_Supplied material_:
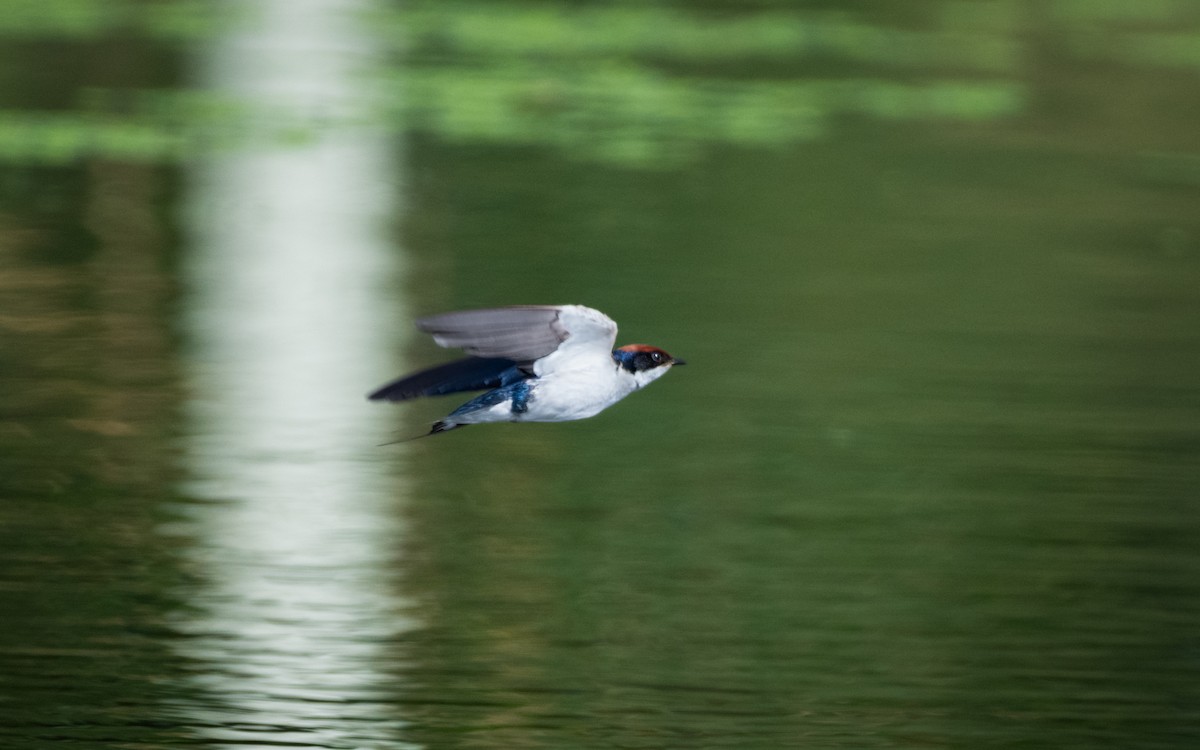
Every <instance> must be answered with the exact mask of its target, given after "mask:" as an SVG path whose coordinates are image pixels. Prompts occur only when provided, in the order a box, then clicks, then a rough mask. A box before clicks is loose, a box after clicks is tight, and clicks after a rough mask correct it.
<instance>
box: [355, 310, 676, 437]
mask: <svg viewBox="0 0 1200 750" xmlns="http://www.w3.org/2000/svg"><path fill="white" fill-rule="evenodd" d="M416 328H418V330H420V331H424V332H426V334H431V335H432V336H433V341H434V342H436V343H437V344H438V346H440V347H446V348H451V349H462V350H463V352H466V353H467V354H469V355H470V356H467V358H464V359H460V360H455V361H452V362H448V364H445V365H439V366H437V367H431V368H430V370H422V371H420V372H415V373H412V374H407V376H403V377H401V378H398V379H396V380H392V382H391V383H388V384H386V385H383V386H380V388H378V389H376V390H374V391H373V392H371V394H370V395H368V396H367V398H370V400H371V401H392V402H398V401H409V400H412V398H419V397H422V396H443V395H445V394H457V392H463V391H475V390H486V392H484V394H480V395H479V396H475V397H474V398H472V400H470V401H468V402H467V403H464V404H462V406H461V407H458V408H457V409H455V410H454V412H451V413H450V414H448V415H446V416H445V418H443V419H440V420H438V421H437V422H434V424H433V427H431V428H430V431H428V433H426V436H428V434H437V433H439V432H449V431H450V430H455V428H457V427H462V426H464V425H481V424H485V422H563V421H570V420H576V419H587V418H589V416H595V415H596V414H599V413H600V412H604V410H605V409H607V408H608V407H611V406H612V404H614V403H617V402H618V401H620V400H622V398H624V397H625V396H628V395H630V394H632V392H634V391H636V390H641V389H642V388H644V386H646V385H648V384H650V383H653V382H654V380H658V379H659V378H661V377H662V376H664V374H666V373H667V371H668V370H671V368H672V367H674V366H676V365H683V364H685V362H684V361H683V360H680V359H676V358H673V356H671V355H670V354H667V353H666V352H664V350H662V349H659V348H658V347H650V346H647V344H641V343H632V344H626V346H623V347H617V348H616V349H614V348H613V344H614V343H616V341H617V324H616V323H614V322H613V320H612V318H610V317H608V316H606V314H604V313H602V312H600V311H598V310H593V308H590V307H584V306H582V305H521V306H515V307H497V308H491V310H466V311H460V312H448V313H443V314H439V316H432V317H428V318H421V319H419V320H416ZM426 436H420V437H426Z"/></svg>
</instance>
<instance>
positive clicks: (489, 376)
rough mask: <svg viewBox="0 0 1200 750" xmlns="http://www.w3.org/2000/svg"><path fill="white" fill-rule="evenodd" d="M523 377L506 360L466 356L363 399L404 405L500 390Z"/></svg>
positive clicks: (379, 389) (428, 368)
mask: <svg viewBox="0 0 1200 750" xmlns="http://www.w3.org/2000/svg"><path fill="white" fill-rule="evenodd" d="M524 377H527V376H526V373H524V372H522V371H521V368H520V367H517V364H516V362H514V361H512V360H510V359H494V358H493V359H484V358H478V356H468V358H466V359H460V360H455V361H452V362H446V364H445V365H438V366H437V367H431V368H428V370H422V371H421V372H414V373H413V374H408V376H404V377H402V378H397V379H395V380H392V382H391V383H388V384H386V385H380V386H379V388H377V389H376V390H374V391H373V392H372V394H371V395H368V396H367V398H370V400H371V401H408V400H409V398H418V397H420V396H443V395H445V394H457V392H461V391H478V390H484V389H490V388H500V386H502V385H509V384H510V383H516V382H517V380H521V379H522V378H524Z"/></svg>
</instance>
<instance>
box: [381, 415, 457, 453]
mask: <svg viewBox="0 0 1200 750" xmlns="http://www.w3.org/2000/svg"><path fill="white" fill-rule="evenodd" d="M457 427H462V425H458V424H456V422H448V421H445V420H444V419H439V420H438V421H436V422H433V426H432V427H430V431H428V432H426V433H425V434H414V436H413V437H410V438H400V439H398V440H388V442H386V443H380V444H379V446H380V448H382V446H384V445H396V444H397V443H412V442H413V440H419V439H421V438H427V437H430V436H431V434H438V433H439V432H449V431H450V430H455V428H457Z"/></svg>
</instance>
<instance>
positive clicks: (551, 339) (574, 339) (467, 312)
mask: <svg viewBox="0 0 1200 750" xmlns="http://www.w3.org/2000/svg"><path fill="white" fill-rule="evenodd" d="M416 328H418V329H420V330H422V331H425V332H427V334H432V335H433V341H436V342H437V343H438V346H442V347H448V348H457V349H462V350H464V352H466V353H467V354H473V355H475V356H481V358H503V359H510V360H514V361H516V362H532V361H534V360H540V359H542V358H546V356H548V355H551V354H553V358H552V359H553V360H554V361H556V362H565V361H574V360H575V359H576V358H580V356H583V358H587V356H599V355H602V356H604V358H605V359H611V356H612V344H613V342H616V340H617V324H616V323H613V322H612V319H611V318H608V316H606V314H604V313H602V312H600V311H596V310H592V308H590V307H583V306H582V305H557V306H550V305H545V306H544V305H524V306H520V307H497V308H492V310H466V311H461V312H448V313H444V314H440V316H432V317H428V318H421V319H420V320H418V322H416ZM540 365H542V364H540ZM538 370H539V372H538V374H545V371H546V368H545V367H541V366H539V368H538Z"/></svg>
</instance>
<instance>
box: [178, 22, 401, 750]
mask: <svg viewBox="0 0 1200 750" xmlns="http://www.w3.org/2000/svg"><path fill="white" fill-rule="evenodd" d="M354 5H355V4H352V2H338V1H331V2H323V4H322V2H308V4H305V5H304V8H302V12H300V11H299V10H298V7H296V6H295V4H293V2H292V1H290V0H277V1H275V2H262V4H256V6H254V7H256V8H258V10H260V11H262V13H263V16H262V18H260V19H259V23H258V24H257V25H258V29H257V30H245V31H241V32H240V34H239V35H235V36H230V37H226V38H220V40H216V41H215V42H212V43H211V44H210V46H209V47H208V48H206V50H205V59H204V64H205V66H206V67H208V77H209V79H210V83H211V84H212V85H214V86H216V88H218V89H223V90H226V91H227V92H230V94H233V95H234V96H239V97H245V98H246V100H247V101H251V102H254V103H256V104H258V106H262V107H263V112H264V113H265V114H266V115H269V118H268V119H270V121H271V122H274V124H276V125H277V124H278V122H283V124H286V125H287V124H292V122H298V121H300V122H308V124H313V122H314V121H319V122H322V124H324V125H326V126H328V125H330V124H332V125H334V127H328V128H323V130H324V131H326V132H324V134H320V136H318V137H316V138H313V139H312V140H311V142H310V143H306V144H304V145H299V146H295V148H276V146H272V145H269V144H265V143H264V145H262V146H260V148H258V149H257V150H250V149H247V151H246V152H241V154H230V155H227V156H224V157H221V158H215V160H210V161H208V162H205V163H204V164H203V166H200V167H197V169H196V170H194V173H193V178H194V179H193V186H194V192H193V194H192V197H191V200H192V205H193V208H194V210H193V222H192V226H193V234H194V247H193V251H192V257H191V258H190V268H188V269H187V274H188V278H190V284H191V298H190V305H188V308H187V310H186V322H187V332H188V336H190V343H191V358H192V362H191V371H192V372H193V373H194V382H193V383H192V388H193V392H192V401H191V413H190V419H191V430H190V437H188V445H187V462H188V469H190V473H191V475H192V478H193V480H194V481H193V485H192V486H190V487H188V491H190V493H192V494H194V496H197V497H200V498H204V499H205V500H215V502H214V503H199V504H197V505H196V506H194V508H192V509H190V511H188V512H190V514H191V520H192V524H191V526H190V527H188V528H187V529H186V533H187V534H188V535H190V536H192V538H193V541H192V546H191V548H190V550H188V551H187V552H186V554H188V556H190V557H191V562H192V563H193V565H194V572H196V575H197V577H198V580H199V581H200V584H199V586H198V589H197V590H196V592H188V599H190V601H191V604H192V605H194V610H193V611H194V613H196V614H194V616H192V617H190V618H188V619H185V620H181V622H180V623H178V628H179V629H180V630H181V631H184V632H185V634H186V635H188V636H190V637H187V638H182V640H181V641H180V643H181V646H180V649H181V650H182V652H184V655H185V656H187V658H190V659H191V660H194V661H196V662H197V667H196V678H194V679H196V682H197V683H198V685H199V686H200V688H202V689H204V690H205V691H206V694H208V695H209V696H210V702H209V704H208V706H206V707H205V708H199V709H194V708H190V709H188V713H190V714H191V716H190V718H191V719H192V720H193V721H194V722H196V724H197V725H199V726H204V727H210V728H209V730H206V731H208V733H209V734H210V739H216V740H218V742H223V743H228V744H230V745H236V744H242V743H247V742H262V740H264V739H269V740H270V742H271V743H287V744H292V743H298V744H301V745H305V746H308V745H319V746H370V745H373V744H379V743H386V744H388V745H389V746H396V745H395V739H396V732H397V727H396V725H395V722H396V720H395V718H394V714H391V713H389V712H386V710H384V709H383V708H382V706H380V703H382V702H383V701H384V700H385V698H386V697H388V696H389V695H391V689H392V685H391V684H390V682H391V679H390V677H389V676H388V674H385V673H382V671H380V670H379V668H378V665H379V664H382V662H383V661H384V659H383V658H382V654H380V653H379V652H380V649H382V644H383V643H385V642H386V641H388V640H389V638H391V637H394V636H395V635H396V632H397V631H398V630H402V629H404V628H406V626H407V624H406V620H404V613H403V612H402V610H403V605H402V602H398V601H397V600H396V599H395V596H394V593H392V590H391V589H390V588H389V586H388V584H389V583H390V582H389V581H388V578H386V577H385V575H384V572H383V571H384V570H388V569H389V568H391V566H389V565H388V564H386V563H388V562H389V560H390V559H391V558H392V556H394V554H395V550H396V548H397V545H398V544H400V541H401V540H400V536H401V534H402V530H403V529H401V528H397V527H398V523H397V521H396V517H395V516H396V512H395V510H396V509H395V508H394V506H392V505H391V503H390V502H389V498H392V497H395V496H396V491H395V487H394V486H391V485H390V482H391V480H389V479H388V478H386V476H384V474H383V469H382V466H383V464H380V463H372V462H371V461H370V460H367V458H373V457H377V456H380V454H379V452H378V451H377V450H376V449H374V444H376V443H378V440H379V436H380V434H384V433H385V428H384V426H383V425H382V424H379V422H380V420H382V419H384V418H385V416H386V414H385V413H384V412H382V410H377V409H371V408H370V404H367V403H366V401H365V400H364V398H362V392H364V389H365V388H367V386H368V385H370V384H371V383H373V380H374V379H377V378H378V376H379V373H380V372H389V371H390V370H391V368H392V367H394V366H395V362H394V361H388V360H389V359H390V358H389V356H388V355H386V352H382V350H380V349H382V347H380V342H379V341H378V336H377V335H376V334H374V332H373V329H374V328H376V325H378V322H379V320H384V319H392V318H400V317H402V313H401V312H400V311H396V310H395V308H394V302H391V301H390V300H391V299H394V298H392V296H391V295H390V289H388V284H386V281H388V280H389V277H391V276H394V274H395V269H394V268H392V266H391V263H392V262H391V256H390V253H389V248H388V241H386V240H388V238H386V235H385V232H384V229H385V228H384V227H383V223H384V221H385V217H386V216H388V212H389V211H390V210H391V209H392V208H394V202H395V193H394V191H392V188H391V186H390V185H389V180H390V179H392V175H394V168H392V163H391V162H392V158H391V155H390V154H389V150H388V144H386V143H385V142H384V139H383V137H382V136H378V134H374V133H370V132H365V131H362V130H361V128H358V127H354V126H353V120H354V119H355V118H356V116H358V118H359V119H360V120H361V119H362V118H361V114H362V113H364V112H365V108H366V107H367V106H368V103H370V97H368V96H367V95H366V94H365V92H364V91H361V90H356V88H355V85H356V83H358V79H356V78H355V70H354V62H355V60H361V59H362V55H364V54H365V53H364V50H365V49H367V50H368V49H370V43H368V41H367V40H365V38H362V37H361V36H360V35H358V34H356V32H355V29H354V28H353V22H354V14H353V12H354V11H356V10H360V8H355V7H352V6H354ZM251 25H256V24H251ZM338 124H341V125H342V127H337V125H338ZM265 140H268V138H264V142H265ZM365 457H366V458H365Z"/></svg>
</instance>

_Work request_: The response must match the data line for line, from its first line through the line with "positive clicks: (489, 376)", inclusive, and must leave out the pictures.

_Written answer_:
Every <instance> must be answered with the exact mask of its target, given after "mask:" as an SVG path whose coordinates are image pixels. Prompts occur only when provided, in the order a box, then clicks, then a rough mask. A box before clicks is loose, a box after clicks is tight, and clicks after a rough mask correct it.
<instance>
box: [355, 310, 676, 437]
mask: <svg viewBox="0 0 1200 750" xmlns="http://www.w3.org/2000/svg"><path fill="white" fill-rule="evenodd" d="M416 328H418V330H420V331H424V332H426V334H431V335H432V336H433V341H434V342H436V343H437V344H438V346H440V347H446V348H451V349H462V350H463V352H466V353H467V354H469V355H470V356H467V358H464V359H460V360H455V361H452V362H448V364H445V365H439V366H437V367H431V368H430V370H422V371H420V372H415V373H412V374H407V376H403V377H401V378H398V379H396V380H392V382H391V383H388V384H386V385H383V386H380V388H378V389H376V390H374V391H373V392H371V394H370V395H368V396H367V398H370V400H371V401H392V402H398V401H409V400H412V398H419V397H422V396H443V395H445V394H457V392H463V391H475V390H486V392H484V394H480V395H479V396H475V397H474V398H472V400H470V401H468V402H467V403H464V404H462V406H461V407H458V408H457V409H455V410H454V412H451V413H450V414H448V415H446V416H445V418H443V419H440V420H438V421H437V422H434V424H433V427H431V428H430V431H428V433H426V436H428V434H437V433H439V432H449V431H450V430H455V428H457V427H462V426H464V425H481V424H485V422H563V421H570V420H576V419H587V418H589V416H595V415H596V414H599V413H600V412H604V410H605V409H607V408H608V407H611V406H612V404H614V403H617V402H618V401H620V400H622V398H624V397H625V396H628V395H630V394H632V392H634V391H636V390H641V389H642V388H644V386H646V385H648V384H650V383H653V382H654V380H658V379H659V378H661V377H662V376H664V374H666V373H667V371H668V370H671V368H672V367H674V366H676V365H683V364H685V362H684V361H683V360H680V359H676V358H673V356H671V355H670V354H667V353H666V352H664V350H662V349H659V348H658V347H650V346H647V344H641V343H632V344H626V346H623V347H617V348H616V349H614V348H613V344H614V343H616V341H617V324H616V323H614V322H613V320H612V318H610V317H608V316H606V314H604V313H602V312H600V311H598V310H593V308H590V307H584V306H582V305H521V306H515V307H497V308H491V310H466V311H460V312H448V313H443V314H439V316H432V317H428V318H421V319H419V320H416ZM426 436H420V437H426Z"/></svg>
</instance>
<instance>
positive clicks: (489, 376)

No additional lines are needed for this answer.